» **TASK GOAL**:
Reproduce, exactly and in full, the records that follow, minus any pictures.

» **Saved entries**:
......

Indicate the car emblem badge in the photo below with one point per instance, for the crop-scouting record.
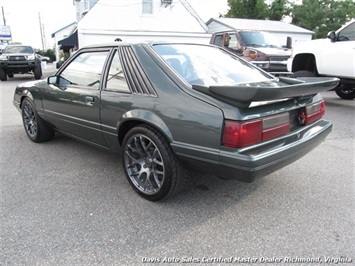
(301, 118)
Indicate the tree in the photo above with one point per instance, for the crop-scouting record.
(278, 10)
(252, 9)
(258, 9)
(322, 16)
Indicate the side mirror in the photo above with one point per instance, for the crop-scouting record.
(332, 36)
(289, 42)
(52, 80)
(226, 39)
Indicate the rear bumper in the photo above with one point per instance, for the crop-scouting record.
(250, 163)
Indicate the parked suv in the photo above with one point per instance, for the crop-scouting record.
(332, 57)
(19, 59)
(257, 47)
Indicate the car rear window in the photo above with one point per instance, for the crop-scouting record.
(209, 65)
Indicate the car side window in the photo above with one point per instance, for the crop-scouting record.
(86, 69)
(347, 34)
(217, 40)
(233, 42)
(116, 80)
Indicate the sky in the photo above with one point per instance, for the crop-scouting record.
(25, 17)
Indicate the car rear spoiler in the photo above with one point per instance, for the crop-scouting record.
(242, 95)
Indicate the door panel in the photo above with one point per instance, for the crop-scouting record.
(72, 104)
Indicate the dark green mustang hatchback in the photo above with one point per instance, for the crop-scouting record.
(172, 107)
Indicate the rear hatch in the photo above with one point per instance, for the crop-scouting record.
(269, 110)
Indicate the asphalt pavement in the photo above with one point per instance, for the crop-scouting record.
(66, 203)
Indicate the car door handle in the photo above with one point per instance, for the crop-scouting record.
(89, 100)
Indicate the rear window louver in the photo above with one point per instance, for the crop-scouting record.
(135, 76)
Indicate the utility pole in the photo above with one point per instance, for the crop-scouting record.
(40, 27)
(3, 15)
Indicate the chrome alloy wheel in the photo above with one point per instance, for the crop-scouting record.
(144, 164)
(30, 120)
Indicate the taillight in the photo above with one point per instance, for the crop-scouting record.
(312, 113)
(244, 133)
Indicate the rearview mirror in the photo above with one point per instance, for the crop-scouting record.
(52, 80)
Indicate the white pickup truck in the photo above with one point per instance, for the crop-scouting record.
(332, 57)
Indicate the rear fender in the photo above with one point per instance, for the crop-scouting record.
(137, 116)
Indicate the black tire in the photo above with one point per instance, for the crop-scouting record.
(303, 73)
(38, 72)
(150, 165)
(3, 76)
(345, 91)
(36, 128)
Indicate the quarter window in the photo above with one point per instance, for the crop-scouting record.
(86, 69)
(116, 80)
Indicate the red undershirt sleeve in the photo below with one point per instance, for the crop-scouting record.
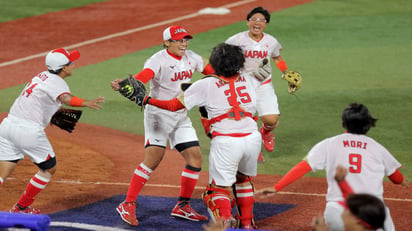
(145, 75)
(294, 174)
(170, 105)
(208, 70)
(396, 177)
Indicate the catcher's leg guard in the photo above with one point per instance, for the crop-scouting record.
(244, 194)
(219, 205)
(205, 121)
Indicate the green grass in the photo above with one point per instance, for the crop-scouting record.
(15, 9)
(346, 51)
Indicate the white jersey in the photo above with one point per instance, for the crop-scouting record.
(255, 51)
(170, 72)
(367, 162)
(39, 99)
(214, 94)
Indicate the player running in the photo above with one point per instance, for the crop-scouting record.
(22, 131)
(367, 162)
(166, 70)
(230, 101)
(256, 46)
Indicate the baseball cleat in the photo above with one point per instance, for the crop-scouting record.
(230, 222)
(28, 210)
(127, 211)
(187, 212)
(268, 140)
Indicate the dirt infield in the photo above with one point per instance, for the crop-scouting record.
(90, 165)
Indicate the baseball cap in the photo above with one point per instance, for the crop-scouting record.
(57, 58)
(175, 33)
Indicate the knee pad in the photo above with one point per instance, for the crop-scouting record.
(219, 202)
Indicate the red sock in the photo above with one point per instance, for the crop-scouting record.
(266, 129)
(34, 187)
(188, 181)
(224, 205)
(245, 201)
(140, 176)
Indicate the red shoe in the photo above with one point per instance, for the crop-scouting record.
(127, 211)
(187, 212)
(268, 140)
(230, 223)
(28, 210)
(260, 158)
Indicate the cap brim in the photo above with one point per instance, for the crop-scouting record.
(180, 36)
(74, 55)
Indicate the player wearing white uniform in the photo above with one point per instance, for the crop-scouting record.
(167, 70)
(256, 46)
(22, 131)
(363, 211)
(366, 160)
(230, 101)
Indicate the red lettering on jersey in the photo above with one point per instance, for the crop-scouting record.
(182, 75)
(354, 144)
(256, 54)
(345, 144)
(241, 79)
(42, 76)
(220, 83)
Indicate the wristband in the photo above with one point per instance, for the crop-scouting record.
(282, 66)
(76, 101)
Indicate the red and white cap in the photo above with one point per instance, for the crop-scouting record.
(57, 58)
(175, 33)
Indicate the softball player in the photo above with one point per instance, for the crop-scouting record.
(256, 46)
(22, 131)
(167, 70)
(230, 101)
(367, 162)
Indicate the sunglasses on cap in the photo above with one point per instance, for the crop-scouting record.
(183, 40)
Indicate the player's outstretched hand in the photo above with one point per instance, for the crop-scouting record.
(265, 192)
(340, 173)
(94, 103)
(318, 223)
(115, 84)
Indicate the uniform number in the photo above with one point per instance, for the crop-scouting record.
(243, 96)
(355, 162)
(29, 89)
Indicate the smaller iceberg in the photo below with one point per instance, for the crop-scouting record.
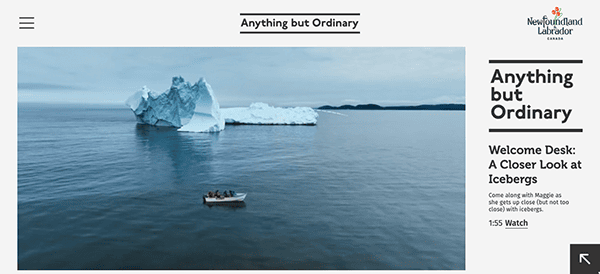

......

» **ANSWER TO THIS PROBLEM**:
Indicate the car emblem badge in the photo below with one point per instance, for the crop-scouting record.
(301, 118)
Indicate the tree in the photo above with one point per instance, for the crop-scouting record.
(278, 10)
(252, 9)
(258, 9)
(322, 16)
Indicate the side mirror in the photo above with one point per instance, for the crop-scouting record.
(332, 36)
(289, 42)
(52, 80)
(226, 39)
Indicate the rear bumper in the photo above with one point per instance, for the crop-scouting record.
(250, 163)
Indicate the parked suv in the photo above with one point per instance, for the crop-scouting record.
(332, 57)
(19, 59)
(257, 47)
Indicate the car rear window in the photo above with one point per instance, for the crop-scouting record.
(209, 65)
Indicate the car side window in the photo above with one point per instance, for the crop-scouting record.
(86, 69)
(347, 34)
(217, 40)
(233, 42)
(116, 80)
Indicate the sky in the photo above with one point per instance, for the crop-scouting record.
(25, 17)
Indicate the car rear spoiler in the photo above with one point per instance, for the crop-scouting record.
(242, 95)
Indicate the door panel in the photo above with one point per instance, for the crop-scouting record.
(72, 104)
Indicate the dark green mustang hatchback in the photo above with one point per instance, for the crop-scouting record.
(172, 107)
Indicate the rear hatch in the photo above with one point per instance, for the crop-scouting record.
(269, 110)
Indicate the asphalt pavement in the photo above with one point per instance, for the crop-scouting record.
(66, 203)
Indicate the car door handle in the photo above with one point per instance, for the crop-scouting record.
(89, 100)
Indicate the rear window louver in the photo above with one point per instance, for the crop-scouting record.
(135, 76)
Indicate the utility pole in the photo above with one point per instance, for the crop-scouting record.
(40, 27)
(3, 15)
Indicate the chrome alloy wheel in the photo above with one point per instance, for the crop-scouting record.
(144, 164)
(30, 120)
Indicate the taillight in the photo above with one point per instance, for the crop-scouting record.
(312, 113)
(244, 133)
Indicate the rearview mirror in the photo above with one point per instance, for the crop-scouting record.
(52, 80)
Indicate the white pickup truck in the photo above with one point per instance, for the crop-scouting record.
(332, 57)
Indicate the rear fender in the photo above with one point per instance, for the crop-scouting record.
(137, 116)
Indicate the black tire in the photo above with one point per instance, for the crop-scouting record.
(303, 73)
(38, 72)
(150, 165)
(3, 76)
(345, 91)
(36, 128)
Indicate the quarter window in the photo above with one point per instance, for the crop-scouting record.
(86, 69)
(116, 80)
Indicate the red undershirt sleeve in the photo below with one point per instance, for the crop-scouting record.
(145, 75)
(294, 174)
(170, 105)
(208, 70)
(396, 177)
Indicate the catcher's leg guard in the photo above with one point per instance, for the crop-scouting record.
(244, 194)
(219, 205)
(205, 121)
Indicate the green grass in the photo above with one point per instance, for the crop-scouting record.
(15, 9)
(346, 51)
Indicate the white jersey in the photo above with one point per instance, for the crop-scouting record.
(255, 51)
(170, 72)
(367, 162)
(39, 99)
(214, 94)
Indicate the player running in the photo above with one point per instance, for the crop-scouting record.
(22, 131)
(367, 162)
(166, 70)
(230, 101)
(256, 46)
Indicate the baseball cleat in the photo above with one point per instance, for the crop-scouting record.
(230, 222)
(28, 210)
(127, 211)
(187, 212)
(268, 140)
Indicate the dirt infield in the photo above with one point per instance, for the crop-scouting record.
(90, 165)
Indicate the baseball cap in the photo above with one point per instance, for the crop-scouting record.
(57, 58)
(175, 33)
Indicate the knee pad in the photo above with one point per instance, for the crop-scouting record.
(219, 202)
Indicate the red sock in the photo above with one point per instance, for the crop-scouting record.
(266, 129)
(34, 187)
(188, 181)
(224, 205)
(245, 201)
(140, 176)
Indicate the red shoe in the photo above with one point per instance, for the crop-scouting record.
(127, 211)
(187, 212)
(268, 140)
(230, 223)
(28, 210)
(260, 158)
Indicate the cap brim in the photo above with one point per instance, for the crop-scouting record.
(180, 36)
(74, 55)
Indicate the player wearing white uniform in the photo above with one point per instance, for the crop-scouting record.
(167, 70)
(256, 46)
(22, 131)
(363, 211)
(366, 160)
(230, 101)
Indicate the red lettering on jersey in the photo above with one point per instance, for the crop-scouting record.
(182, 75)
(354, 144)
(256, 54)
(345, 144)
(241, 79)
(42, 76)
(220, 83)
Indicate the wristband in the photo above with one point per instance, for the crop-scouting record.
(282, 66)
(76, 101)
Indicate the red and white cap in the photo above with one point per instance, for the crop-scouting record.
(57, 58)
(175, 33)
Indicate the softball player in the photo above with one point per instance, for the crop-scouting record.
(256, 46)
(22, 131)
(167, 70)
(230, 101)
(367, 162)
Indicate the sunglasses on cap in the photo above with one point per instance, for the crop-scouting record.
(183, 40)
Indicate the player's outstretched hand in the photo above with one point per instance, for the crop-scouting record.
(265, 192)
(340, 173)
(94, 103)
(318, 223)
(115, 84)
Indicate the uniform number in the photo above with one point per instance, for the crop-scouting record.
(243, 96)
(355, 162)
(29, 89)
Indicate the smaller iceberg in the photo below with one point per instance, for the crop-scouting record.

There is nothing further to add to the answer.